* **GIVEN RECORDS**
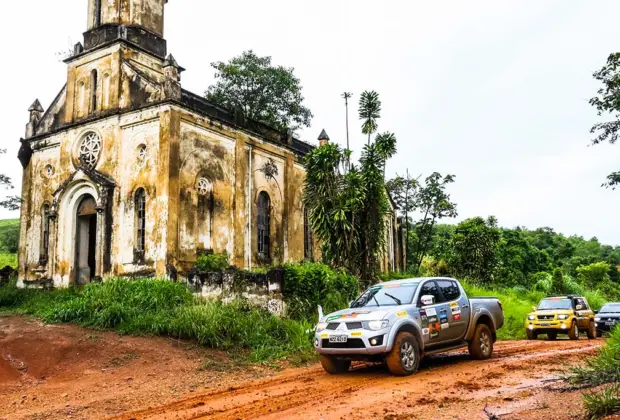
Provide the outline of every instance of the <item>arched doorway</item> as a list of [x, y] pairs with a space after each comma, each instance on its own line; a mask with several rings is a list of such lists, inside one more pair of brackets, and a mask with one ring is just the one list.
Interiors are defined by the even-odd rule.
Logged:
[[75, 235], [75, 283], [87, 284], [95, 277], [97, 248], [97, 202], [86, 194], [77, 207]]

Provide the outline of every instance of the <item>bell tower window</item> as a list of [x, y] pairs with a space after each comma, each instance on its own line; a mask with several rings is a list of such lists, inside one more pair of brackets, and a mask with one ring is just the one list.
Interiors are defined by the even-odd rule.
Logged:
[[90, 112], [97, 111], [97, 70], [90, 73]]

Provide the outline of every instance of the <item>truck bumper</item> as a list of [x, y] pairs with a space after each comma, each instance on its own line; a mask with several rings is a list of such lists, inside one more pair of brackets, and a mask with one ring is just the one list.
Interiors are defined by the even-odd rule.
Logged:
[[[328, 331], [314, 335], [314, 348], [320, 354], [329, 355], [376, 355], [386, 353], [390, 328], [378, 331]], [[346, 337], [345, 342], [330, 342], [330, 337]]]
[[567, 321], [547, 321], [547, 322], [538, 322], [538, 321], [528, 321], [525, 328], [539, 333], [546, 334], [548, 332], [555, 332], [558, 334], [568, 334], [568, 330], [571, 326], [570, 320]]

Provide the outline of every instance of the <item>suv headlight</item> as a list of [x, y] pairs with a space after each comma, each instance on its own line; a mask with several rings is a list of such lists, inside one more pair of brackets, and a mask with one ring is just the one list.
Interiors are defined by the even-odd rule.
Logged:
[[535, 319], [536, 319], [536, 316], [534, 316], [534, 315], [530, 315], [530, 316], [528, 316], [528, 317], [527, 317], [527, 319], [529, 319], [530, 321], [533, 321], [533, 320], [535, 320]]
[[563, 320], [565, 320], [565, 319], [568, 319], [568, 315], [558, 315], [558, 319], [559, 319], [560, 321], [563, 321]]
[[327, 322], [319, 322], [318, 324], [316, 324], [316, 332], [321, 332], [325, 328], [327, 328]]
[[372, 331], [382, 330], [390, 324], [390, 321], [369, 321], [368, 329]]
[[599, 321], [601, 320], [601, 317], [597, 316], [596, 318], [594, 318], [594, 320], [595, 320], [596, 322], [599, 322]]

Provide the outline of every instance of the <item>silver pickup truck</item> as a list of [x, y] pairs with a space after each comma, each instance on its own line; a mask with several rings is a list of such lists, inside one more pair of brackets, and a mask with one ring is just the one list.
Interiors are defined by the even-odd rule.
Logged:
[[473, 358], [488, 359], [503, 325], [498, 299], [468, 298], [452, 278], [414, 278], [372, 286], [342, 311], [324, 316], [319, 307], [314, 346], [331, 374], [369, 360], [405, 376], [423, 356], [465, 346]]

* **WHAT IS REQUIRED**
Apart from its pictures, the data is to be repeated exactly.

* **OUTPUT OF THE EXERCISE**
Provide the outline of every instance of the <item>arched doorway</item> as a list of [x, y] pairs with a space after each comma, each instance on its own line; a mask with several rings is a list of such lists, inside one more pair of brackets, and a mask with one ring is just the one list.
Interiors are defined by the even-odd rule.
Logged:
[[75, 235], [75, 283], [87, 284], [95, 277], [97, 248], [97, 202], [86, 194], [77, 207]]

Provide the outline of every instance of the <item>bell tower window</item> as a list of [x, y] pairs with a space after each comma, each instance on its own line; a mask with several rings is a list of such lists, inside one more pair of brackets, and a mask with one ring is just the one list.
Interiors are defined by the even-odd rule.
Logged:
[[90, 112], [97, 111], [97, 70], [90, 73]]

Provide the outline of every instance of the <item>truck bumper</item> as a list of [x, y] pairs with a space after each comma, each instance on its own line; a mask with several rings is a list of such lists, inside one more pair of brackets, and a mask with one ring is just the one list.
Interiors are defined by the even-odd rule.
Logged:
[[[328, 331], [314, 335], [314, 348], [320, 354], [329, 355], [376, 355], [386, 353], [390, 328], [378, 331]], [[346, 337], [345, 342], [330, 342], [330, 337]]]
[[567, 321], [547, 321], [547, 322], [538, 322], [538, 321], [528, 321], [525, 328], [539, 333], [546, 334], [548, 332], [555, 332], [558, 334], [568, 334], [568, 330], [571, 326], [570, 320]]

Provide the outline of every instance of the <item>suv headlight</item> as a list of [x, y] pairs with a space after each comma, each instance on its own line; a mask with several rings is a list of such lists, inside one more pair of brackets, and a mask with one ring is just the one list.
Interiors are defined by the even-odd rule.
Logged:
[[535, 319], [536, 319], [536, 316], [534, 316], [534, 315], [530, 315], [530, 316], [528, 316], [528, 317], [527, 317], [527, 319], [529, 319], [530, 321], [533, 321], [533, 320], [535, 320]]
[[563, 320], [565, 320], [565, 319], [568, 319], [568, 315], [558, 315], [558, 319], [559, 319], [560, 321], [563, 321]]
[[327, 322], [319, 322], [318, 324], [316, 324], [316, 332], [321, 332], [325, 328], [327, 328]]
[[372, 331], [382, 330], [390, 324], [390, 321], [369, 321], [368, 329]]
[[599, 321], [601, 320], [601, 317], [597, 316], [596, 318], [594, 318], [594, 320], [595, 320], [596, 322], [599, 322]]

Provide the outline of every instance of the <item>silver pickup truck</item> as a list of [x, y] pairs with a space after each comma, each instance on its own line; a mask with several rings is a list of such lists, inside one more pair of brackets, and a mask with one ring is just the one list.
Interiors are defined by the even-odd rule.
Logged:
[[473, 358], [488, 359], [503, 325], [498, 299], [468, 298], [452, 278], [414, 278], [372, 286], [342, 311], [324, 316], [319, 307], [314, 346], [331, 374], [369, 360], [405, 376], [423, 356], [465, 346]]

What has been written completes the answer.